BD.7678
20 augustus 1960
Aansporing om deemoedig te zijn
Zie uw zwakheden in en tracht er tegen te vechten, doordat
u zich deemoedig aan Mij onderwerpt en vraagt om mijn genade, om hulp
in geestelijke nood. Want bij de geringste zal Ik dichtbij zijn, wanneer
hij, als een van de minsten, de medemens dienstbaar is en hem helpt het
heil van zijn ziel te verkrijgen. De groten zullen niet steeds de uitverkorenen
zijn, integendeel waarborgt alleen ware deemoed de mens zijn roeping en
daarom zijn er ook slechts weinig mensen uitverkoren, ofschoon vele daartoe
geroepen zijn, d.w.z; dat veel mensen maar tot de ware deemoed hoefden
door te dringen om dan ook door Mij te worden uitverkoren.

(Regels met gegevens)
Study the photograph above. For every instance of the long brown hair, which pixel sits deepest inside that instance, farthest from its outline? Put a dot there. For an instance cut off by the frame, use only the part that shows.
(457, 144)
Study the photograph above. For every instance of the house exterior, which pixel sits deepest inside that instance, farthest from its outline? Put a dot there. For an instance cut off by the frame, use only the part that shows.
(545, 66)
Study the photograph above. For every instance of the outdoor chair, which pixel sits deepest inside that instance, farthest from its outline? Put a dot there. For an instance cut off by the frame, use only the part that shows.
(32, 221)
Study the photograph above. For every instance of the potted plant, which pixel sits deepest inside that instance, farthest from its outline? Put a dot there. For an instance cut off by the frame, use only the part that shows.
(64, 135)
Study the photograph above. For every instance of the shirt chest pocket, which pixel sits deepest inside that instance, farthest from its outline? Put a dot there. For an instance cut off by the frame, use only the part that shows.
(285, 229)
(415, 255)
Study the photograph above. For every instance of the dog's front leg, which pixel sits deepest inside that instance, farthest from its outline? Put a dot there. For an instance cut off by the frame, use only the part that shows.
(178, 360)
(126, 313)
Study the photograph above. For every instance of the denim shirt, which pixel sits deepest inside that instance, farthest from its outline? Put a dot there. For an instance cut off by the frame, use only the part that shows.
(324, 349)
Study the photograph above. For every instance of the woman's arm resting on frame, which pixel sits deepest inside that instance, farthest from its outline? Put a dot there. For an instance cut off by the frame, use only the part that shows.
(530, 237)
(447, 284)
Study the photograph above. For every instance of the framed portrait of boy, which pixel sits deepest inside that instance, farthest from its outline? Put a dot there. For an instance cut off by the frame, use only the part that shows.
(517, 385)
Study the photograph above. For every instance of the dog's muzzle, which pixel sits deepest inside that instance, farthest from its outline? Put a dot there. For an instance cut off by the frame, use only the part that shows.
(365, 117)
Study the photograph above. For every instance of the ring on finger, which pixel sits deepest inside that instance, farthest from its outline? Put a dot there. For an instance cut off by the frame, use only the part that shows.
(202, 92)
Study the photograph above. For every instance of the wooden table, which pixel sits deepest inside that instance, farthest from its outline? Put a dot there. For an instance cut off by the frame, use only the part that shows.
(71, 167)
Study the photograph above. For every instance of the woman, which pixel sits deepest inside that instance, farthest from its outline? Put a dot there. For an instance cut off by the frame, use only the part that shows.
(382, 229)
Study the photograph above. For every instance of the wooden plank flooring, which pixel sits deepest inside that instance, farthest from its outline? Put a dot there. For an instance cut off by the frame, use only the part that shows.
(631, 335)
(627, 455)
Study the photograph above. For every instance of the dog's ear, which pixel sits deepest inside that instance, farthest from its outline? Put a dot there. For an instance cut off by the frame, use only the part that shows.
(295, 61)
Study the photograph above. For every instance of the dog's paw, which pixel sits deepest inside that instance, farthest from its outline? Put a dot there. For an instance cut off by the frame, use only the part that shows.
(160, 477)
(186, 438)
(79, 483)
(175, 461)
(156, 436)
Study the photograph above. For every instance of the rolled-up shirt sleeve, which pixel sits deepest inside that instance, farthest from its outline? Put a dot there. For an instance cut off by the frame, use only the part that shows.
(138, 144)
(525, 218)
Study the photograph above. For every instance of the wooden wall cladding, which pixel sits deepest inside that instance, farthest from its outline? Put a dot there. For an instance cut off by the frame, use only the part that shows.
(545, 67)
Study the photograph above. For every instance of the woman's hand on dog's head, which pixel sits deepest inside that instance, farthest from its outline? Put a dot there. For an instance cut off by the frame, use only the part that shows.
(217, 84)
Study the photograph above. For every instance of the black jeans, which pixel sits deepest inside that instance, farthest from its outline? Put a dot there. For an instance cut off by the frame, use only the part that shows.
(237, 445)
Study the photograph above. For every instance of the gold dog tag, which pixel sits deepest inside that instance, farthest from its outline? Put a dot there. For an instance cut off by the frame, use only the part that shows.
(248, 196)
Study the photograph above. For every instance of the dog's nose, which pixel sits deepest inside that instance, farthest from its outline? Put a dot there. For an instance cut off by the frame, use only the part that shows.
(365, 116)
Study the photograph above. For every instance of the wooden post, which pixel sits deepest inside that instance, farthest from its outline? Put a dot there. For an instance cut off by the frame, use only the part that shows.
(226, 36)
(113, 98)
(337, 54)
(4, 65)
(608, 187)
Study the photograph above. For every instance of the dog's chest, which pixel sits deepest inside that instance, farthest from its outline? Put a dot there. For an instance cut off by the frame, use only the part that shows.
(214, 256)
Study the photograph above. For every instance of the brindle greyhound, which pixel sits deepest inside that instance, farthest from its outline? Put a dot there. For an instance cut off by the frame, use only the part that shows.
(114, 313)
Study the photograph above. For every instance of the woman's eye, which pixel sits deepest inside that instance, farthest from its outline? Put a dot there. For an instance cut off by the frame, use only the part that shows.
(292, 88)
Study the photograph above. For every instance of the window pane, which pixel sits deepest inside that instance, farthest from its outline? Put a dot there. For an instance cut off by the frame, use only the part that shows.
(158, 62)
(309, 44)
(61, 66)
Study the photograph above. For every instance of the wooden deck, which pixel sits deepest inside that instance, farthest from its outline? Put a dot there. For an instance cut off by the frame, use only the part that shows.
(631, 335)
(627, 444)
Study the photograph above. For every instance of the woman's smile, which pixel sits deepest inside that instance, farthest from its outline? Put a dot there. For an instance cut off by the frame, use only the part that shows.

UW OPDRACHT ▸ Wat waarborgt volgens de tekst over deemoed als enige de mens zijn roeping? Antwoord alstublieft in één zin.

DE OPLOSSING ▸ Alleen ware deemoed waarborgt de mens zijn roeping.